文档摘录 —
____________________

Python的Scrapy爬虫框架简单学习笔记

655次阅读  |  发布于5年以前

一、简单配置,获取单个网页上的内容。
(1)创建scrapy项目


    scrapy startproject getblog

(2)编辑 items.py


    # -*- coding: utf-8 -*-

    # Define here the models for your scraped items
    #
    # See documentation in:
    # http://doc.scrapy.org/en/latest/topics/items.html

    from scrapy.item import Item, Field

    class BlogItem(Item):
      title = Field()
      desc = Field()
(3)在 spiders 文件夹下,创建 blog_spider.py

需要熟悉下xpath选择,感觉跟JQuery选择器差不多,但是不如JQuery选择器用着舒服( w3school教程: http://www.w3school.com.cn/xpath/ )。


    # coding=utf-8

    from scrapy.spider import Spider
    from getblog.items import BlogItem
    from scrapy.selector import Selector


    class BlogSpider(Spider):
      # 标识名称
      name = 'blog'
      # 起始地址
      start_urls = ['http://www.cnblogs.com/']

      def parse(self, response):
        sel = Selector(response) # Xptah 选择器
        # 选择所有含有class属性,值为'post_item'的div 标签内容
        # 下面的 第2个div 的 所有内容
        sites = sel.xpath('//div[@class="post_item"]/div[2]')
        items = []
        for site in sites:
          item = BlogItem()
          # 选取h3标签下,a标签下,的文字内容 'text()'
          item['title'] = site.xpath('h3/a/text()').extract()
          # 同上,p标签下的 文字内容 'text()'
          item['desc'] = site.xpath('p[@class="post_item_summary"]/text()').extract()
          items.append(item)
        return items

(4)运行,


    scrapy crawl blog # 即可

(5)输出文件。

    在 settings.py 中进行输出配置。

    # 输出文件位置
    FEED_URI = 'blog.xml'
    # 输出文件格式 可以为 json,xml,csv
    FEED_FORMAT = 'xml'
输出位置为项目根文件夹下。

____________________

简短任务 A — 收集清单中所有含有字符串“decorated”的行,逐行抄出。区分大小写。

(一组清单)
____________________

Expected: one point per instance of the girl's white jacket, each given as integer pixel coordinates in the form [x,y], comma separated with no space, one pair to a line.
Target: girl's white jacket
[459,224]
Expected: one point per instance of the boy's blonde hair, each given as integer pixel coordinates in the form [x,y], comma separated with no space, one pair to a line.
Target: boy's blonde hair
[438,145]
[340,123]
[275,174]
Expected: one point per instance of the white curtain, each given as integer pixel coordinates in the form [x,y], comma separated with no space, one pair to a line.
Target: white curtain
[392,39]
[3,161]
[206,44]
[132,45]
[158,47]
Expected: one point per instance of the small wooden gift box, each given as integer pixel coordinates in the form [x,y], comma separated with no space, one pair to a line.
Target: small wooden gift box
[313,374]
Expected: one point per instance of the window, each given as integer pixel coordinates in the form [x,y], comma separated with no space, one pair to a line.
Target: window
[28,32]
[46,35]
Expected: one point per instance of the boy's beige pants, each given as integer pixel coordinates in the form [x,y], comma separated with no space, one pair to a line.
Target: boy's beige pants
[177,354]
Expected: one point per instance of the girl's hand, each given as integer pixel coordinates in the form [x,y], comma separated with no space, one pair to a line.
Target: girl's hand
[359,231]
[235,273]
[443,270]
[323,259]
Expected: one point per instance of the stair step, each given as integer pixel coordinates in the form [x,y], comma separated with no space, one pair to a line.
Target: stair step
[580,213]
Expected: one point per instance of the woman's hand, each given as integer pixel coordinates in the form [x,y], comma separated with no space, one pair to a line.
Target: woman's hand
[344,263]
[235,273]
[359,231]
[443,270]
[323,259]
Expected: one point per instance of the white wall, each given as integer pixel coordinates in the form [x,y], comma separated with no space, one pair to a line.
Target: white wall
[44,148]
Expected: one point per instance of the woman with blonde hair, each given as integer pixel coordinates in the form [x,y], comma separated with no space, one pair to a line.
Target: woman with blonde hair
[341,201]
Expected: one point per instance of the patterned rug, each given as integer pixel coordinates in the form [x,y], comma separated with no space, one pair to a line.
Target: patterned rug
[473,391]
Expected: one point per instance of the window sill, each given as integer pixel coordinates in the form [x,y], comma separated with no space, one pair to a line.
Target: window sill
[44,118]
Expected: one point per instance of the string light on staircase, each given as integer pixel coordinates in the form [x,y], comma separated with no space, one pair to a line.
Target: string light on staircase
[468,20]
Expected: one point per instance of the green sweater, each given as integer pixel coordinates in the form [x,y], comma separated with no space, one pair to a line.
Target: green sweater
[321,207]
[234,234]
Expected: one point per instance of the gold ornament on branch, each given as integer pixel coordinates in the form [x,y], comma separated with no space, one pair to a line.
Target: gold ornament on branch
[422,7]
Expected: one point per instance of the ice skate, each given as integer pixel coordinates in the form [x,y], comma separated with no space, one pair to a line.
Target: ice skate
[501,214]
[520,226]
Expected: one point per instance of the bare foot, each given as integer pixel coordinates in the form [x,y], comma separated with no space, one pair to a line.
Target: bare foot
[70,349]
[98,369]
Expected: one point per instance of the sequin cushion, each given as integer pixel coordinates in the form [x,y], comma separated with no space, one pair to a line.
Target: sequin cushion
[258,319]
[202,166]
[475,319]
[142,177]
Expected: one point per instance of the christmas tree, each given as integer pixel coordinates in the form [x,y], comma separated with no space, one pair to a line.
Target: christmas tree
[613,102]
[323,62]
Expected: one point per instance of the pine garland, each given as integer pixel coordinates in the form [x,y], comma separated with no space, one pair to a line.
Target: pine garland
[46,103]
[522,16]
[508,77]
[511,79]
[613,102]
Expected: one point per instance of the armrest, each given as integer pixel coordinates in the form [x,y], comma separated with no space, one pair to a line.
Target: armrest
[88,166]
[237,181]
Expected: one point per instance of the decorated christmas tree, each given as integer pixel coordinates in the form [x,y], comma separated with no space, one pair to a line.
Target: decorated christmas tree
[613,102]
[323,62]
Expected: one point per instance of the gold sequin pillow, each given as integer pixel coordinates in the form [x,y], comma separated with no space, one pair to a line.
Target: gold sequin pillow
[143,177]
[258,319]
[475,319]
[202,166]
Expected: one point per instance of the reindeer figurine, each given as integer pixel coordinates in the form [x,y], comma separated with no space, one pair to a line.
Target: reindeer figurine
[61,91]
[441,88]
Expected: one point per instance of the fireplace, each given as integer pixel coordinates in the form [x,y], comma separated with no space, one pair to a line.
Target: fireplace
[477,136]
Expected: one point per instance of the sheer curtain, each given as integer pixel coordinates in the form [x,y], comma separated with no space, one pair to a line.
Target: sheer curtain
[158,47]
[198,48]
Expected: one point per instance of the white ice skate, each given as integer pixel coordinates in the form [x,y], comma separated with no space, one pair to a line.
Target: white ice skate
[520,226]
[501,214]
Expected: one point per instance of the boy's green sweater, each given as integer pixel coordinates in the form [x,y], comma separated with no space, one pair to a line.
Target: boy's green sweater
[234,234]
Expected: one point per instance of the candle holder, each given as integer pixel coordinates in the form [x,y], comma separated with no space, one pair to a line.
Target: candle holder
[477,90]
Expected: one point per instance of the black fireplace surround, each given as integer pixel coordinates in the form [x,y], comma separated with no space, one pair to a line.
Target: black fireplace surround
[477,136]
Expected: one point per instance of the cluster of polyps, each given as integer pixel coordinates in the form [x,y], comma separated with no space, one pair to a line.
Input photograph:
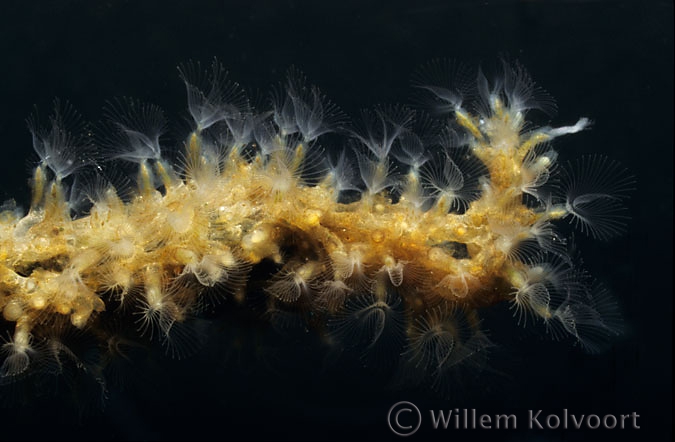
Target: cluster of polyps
[389,247]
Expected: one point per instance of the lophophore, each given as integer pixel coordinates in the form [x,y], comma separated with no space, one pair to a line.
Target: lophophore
[389,246]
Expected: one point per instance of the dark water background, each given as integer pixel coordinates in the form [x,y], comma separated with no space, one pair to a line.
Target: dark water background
[611,61]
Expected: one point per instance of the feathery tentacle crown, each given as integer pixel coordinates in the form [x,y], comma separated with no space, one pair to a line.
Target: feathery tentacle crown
[388,246]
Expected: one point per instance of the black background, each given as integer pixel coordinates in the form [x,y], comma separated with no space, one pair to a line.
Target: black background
[611,61]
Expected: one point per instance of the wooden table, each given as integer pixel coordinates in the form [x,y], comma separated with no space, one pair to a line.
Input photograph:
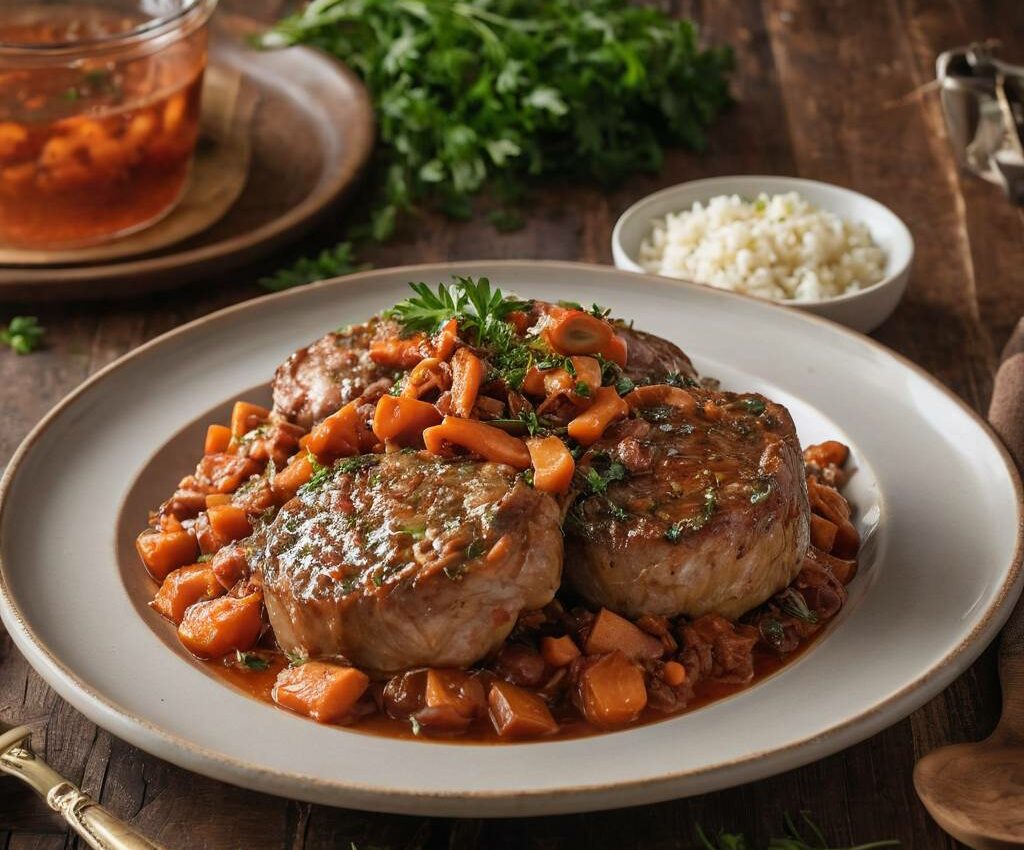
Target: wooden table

____________________

简短任务 B — 列出这篇Scrapy学习笔记第一部分里用(1)到(5)编号的全部步骤。

完整回答 A —
Expected: one point per instance of the decorated christmas tree, each given as integer pixel coordinates in the form [x,y], comma separated with no space, one pair to a line.
Target: decorated christmas tree

完整回答 B —
(1)创建scrapy项目
(2)编辑 items.py
(3)在 spiders 文件夹下,创建 blog_spider.py
(4)运行
(5)输出文件